───── Extract to read

Recipe Site Traffic

Beta

Recipe Site Traffic

Load required packages

# Load required packages
library(ggplot2)
library(dplyr)
library(tidyr)
library(stringr)
library(readr)
library(rsample)
library(rpart)
library(reshape2)
library(caret)

# Set seed
set.seed(1)

# Read the data and store them in a data frame
df <- read.csv('https://s3.amazonaws.com/talent-assets.datacamp.com/recipe_site_traffic_2212.csv')
df

Data Validation

The dataset contains 947 rows and 8 columns with missing values before cleaning. Below is the summary regarding all the validation steps that were followed for each column (variable) separately.

recipe: The values of this column are integers, as it should be, since they correspond to the recipe ID. All values are in range (i.e. no negative values) and there are no missing values. Overall, the column was left untouched.
calories: This column has correctly numeric values, since it measures the number of calories a serving of the recipe has. There are 52 missing values and by looking at the boxplots for each recipe category the existance of outliers led me to replace them with me median value based on the category. Looking at the summary statistics, all values seem to be in range (i.e., no negative values).

──────────

_Problems to work on_
a) Answer these questions from the recipe site traffic page, giving each answer on its own line:
(i) What value is passed to the function that sets the seed?
(ii) How many rows and columns does the dataset contain before cleaning?
(iii) How many missing values does the calories column have?
b) Reproduce the part of the recipe site traffic page from "Data Validation" up to and including "was left untouched.".
The listing after this point is separate material, unrelated to the recipe site traffic page.

───── Supplied information

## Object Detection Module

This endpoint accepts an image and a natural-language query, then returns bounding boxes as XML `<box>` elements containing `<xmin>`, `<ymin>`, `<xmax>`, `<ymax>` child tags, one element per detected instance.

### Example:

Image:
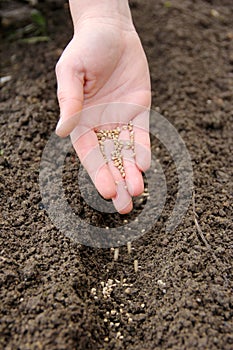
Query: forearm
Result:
<box><xmin>69</xmin><ymin>0</ymin><xmax>134</xmax><ymax>30</ymax></box>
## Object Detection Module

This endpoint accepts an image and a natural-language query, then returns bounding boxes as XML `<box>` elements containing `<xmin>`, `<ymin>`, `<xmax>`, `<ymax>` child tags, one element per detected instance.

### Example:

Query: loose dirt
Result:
<box><xmin>0</xmin><ymin>0</ymin><xmax>233</xmax><ymax>350</ymax></box>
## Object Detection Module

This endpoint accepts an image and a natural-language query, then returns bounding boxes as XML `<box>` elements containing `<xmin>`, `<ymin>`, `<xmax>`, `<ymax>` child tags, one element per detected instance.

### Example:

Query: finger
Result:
<box><xmin>99</xmin><ymin>140</ymin><xmax>133</xmax><ymax>214</ymax></box>
<box><xmin>56</xmin><ymin>58</ymin><xmax>84</xmax><ymax>137</ymax></box>
<box><xmin>120</xmin><ymin>129</ymin><xmax>144</xmax><ymax>196</ymax></box>
<box><xmin>124</xmin><ymin>159</ymin><xmax>144</xmax><ymax>197</ymax></box>
<box><xmin>71</xmin><ymin>127</ymin><xmax>116</xmax><ymax>199</ymax></box>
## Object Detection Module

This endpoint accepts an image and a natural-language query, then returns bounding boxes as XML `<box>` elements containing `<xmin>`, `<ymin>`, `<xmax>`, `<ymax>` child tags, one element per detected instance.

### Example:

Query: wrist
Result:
<box><xmin>69</xmin><ymin>0</ymin><xmax>135</xmax><ymax>32</ymax></box>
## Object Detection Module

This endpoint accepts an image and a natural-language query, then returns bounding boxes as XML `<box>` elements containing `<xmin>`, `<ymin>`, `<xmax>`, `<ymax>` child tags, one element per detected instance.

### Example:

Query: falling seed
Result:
<box><xmin>127</xmin><ymin>242</ymin><xmax>132</xmax><ymax>254</ymax></box>
<box><xmin>134</xmin><ymin>260</ymin><xmax>138</xmax><ymax>272</ymax></box>
<box><xmin>114</xmin><ymin>248</ymin><xmax>119</xmax><ymax>261</ymax></box>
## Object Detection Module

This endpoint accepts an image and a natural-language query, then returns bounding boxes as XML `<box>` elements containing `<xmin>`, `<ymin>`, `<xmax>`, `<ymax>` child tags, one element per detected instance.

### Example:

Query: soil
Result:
<box><xmin>0</xmin><ymin>0</ymin><xmax>233</xmax><ymax>350</ymax></box>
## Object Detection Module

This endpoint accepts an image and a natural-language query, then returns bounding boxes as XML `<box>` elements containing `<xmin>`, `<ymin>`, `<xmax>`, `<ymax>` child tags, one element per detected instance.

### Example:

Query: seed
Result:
<box><xmin>127</xmin><ymin>242</ymin><xmax>132</xmax><ymax>254</ymax></box>
<box><xmin>113</xmin><ymin>248</ymin><xmax>119</xmax><ymax>261</ymax></box>
<box><xmin>134</xmin><ymin>260</ymin><xmax>138</xmax><ymax>272</ymax></box>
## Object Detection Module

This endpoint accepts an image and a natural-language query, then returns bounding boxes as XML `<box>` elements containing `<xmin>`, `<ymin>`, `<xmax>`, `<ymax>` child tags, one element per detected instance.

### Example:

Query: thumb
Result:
<box><xmin>56</xmin><ymin>60</ymin><xmax>84</xmax><ymax>137</ymax></box>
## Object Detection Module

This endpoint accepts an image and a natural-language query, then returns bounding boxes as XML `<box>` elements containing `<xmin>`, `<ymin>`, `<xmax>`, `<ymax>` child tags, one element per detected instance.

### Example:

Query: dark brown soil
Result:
<box><xmin>0</xmin><ymin>0</ymin><xmax>233</xmax><ymax>350</ymax></box>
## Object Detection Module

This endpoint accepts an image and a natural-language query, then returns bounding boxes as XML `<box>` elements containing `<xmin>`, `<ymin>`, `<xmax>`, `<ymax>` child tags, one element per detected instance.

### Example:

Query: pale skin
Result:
<box><xmin>56</xmin><ymin>0</ymin><xmax>151</xmax><ymax>214</ymax></box>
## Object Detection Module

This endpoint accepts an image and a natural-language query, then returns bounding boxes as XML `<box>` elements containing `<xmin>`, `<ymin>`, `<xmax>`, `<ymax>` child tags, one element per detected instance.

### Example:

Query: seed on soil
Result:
<box><xmin>134</xmin><ymin>260</ymin><xmax>138</xmax><ymax>272</ymax></box>
<box><xmin>113</xmin><ymin>248</ymin><xmax>119</xmax><ymax>261</ymax></box>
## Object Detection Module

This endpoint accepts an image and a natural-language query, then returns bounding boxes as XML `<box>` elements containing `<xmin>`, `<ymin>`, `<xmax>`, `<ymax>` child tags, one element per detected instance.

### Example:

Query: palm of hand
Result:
<box><xmin>57</xmin><ymin>23</ymin><xmax>150</xmax><ymax>213</ymax></box>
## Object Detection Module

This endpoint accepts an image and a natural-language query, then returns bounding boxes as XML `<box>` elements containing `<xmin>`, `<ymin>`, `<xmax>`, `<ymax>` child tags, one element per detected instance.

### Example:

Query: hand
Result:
<box><xmin>56</xmin><ymin>17</ymin><xmax>151</xmax><ymax>214</ymax></box>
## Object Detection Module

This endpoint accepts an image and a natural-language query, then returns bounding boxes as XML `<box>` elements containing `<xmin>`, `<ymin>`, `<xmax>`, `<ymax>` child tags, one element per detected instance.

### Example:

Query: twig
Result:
<box><xmin>192</xmin><ymin>190</ymin><xmax>211</xmax><ymax>250</ymax></box>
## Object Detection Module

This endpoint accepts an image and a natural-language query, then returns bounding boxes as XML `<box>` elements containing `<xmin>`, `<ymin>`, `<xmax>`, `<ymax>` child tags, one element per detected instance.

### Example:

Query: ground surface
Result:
<box><xmin>0</xmin><ymin>0</ymin><xmax>233</xmax><ymax>350</ymax></box>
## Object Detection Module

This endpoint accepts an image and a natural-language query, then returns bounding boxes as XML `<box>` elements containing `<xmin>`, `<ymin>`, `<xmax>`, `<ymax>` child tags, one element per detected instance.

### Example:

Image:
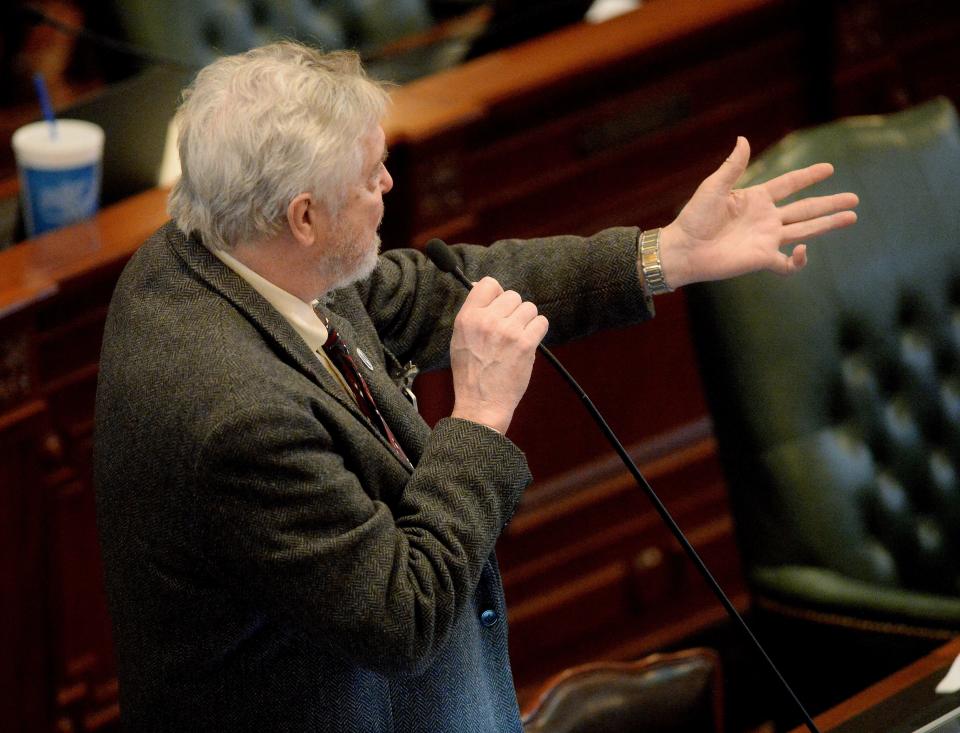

──────────

_Solutions to the problems_
a)
(i) 1
(ii) 947 rows and 8 columns
(iii) 52

b)
Data Validation

The dataset contains 947 rows and 8 columns with missing values before cleaning. Below is the summary regarding all the validation steps that were followed for each column (variable) separately.

recipe: The values of this column are integers, as it should be, since they correspond to the recipe ID. All values are in range (i.e. no negative values) and there are no missing values. Overall, the column was left untouched.